* _Work instructions_: Give the records again in full, exactly as they are.

(Source records)
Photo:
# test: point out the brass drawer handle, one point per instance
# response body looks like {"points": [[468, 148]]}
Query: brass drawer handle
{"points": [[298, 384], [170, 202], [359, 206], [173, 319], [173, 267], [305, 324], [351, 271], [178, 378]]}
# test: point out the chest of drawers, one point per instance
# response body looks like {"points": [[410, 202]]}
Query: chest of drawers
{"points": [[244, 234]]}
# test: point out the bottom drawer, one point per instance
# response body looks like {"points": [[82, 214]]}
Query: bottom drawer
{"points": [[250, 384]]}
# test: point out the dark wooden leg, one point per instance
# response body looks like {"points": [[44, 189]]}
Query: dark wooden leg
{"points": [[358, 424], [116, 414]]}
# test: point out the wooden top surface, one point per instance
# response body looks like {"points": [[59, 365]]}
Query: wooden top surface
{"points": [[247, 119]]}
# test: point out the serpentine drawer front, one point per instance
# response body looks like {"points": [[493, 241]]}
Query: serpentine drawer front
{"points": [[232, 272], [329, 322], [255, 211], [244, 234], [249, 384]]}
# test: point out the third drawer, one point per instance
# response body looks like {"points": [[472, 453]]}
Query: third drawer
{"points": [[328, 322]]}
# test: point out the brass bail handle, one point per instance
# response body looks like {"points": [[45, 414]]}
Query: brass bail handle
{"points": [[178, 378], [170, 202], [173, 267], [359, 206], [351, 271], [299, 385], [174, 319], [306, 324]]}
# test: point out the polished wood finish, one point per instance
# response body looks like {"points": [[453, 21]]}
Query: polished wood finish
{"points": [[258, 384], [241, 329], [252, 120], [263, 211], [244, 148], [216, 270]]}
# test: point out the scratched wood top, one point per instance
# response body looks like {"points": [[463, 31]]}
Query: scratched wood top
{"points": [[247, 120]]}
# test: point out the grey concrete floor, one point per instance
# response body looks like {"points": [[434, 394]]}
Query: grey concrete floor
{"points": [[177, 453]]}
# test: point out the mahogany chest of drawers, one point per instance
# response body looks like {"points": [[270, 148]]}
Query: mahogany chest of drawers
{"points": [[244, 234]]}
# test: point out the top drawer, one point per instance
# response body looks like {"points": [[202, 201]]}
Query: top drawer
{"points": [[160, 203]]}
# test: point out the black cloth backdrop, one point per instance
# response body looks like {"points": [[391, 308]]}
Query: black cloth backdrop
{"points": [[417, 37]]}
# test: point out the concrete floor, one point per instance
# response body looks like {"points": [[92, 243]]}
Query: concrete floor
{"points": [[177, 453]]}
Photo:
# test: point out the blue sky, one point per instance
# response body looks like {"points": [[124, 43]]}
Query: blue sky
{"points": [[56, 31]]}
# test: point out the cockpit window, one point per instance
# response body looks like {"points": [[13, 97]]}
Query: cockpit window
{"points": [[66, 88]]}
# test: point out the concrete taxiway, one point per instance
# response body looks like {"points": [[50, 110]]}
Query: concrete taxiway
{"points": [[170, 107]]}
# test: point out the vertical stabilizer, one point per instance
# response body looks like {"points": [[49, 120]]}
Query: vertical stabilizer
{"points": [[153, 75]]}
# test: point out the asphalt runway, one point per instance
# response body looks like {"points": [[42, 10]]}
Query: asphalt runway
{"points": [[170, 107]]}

* _Response to the exercise_:
Photo:
# test: point out the brass drawer handle, one point per instance
# response body looks like {"points": [[468, 148]]}
Query: brass drawer handle
{"points": [[298, 384], [170, 202], [359, 206], [173, 319], [173, 267], [305, 324], [351, 271], [178, 378]]}
# test: point out the chest of drawers, one point per instance
# response body looks like {"points": [[410, 202]]}
Query: chest of drawers
{"points": [[244, 234]]}
# test: point out the bottom drawer, one point per instance
# response body looks like {"points": [[82, 214]]}
Query: bottom drawer
{"points": [[250, 384]]}
# test: point out the dark wooden leg, one point per instance
# response body looks like {"points": [[44, 189]]}
Query: dark wooden leg
{"points": [[358, 424], [116, 414]]}
# test: point out the wooden top surface, one point per instance
# response body looks like {"points": [[59, 365]]}
Query: wooden top surface
{"points": [[247, 119]]}
# test: point out the serpentine drawer front, one point per instance
# response body looks like {"points": [[493, 241]]}
Query: serpentine drawer front
{"points": [[232, 272], [329, 322], [255, 211], [244, 234], [249, 384]]}
# test: point out the third drawer, one point per instance
# response body looks like {"points": [[472, 453]]}
Query: third drawer
{"points": [[328, 322]]}
# test: point out the brass bail handle, one point per instance
# response body looks like {"points": [[45, 414]]}
Query: brass bail handle
{"points": [[178, 378], [170, 202], [173, 267], [359, 206], [351, 271], [299, 385], [174, 319], [306, 324]]}
# test: point out the polished wood finish, one point per instance
# response body looks like {"points": [[453, 21]]}
Query: polished wood finish
{"points": [[258, 384], [241, 329], [252, 120], [263, 211], [244, 148], [216, 270]]}
# test: point out the scratched wood top, one point per instance
# response body looks like {"points": [[463, 31]]}
Query: scratched wood top
{"points": [[247, 120]]}
# test: point out the grey concrete floor, one point per instance
# response body looks like {"points": [[434, 394]]}
Query: grey concrete floor
{"points": [[177, 453]]}
# test: point out the mahogany chest of drawers, one point per instance
# response body looks like {"points": [[270, 148]]}
Query: mahogany chest of drawers
{"points": [[244, 234]]}
# test: point out the top drawer, one point per instance
# response body looks like {"points": [[202, 201]]}
Query: top drawer
{"points": [[160, 203]]}
# test: point out the black cloth backdrop, one point per instance
# response body looks like {"points": [[391, 308]]}
Query: black cloth backdrop
{"points": [[417, 37]]}
# test: point out the concrete floor, one point per instance
# response body looks like {"points": [[92, 243]]}
Query: concrete floor
{"points": [[177, 453]]}
Photo:
# test: point out the blue sky, one point per instance
# response body looks like {"points": [[124, 43]]}
Query: blue sky
{"points": [[56, 31]]}
# test: point out the cockpit window, one point per instance
# response body looks like {"points": [[13, 97]]}
Query: cockpit window
{"points": [[66, 88]]}
# test: point out the concrete taxiway, one point per instance
# response body looks like {"points": [[50, 110]]}
Query: concrete taxiway
{"points": [[170, 107]]}
# test: point out the vertical stabilizer, one point per instance
# response body looks like {"points": [[49, 120]]}
Query: vertical stabilizer
{"points": [[153, 75]]}
# test: point out the asphalt runway, one point per instance
# response body looks like {"points": [[42, 10]]}
Query: asphalt runway
{"points": [[170, 107]]}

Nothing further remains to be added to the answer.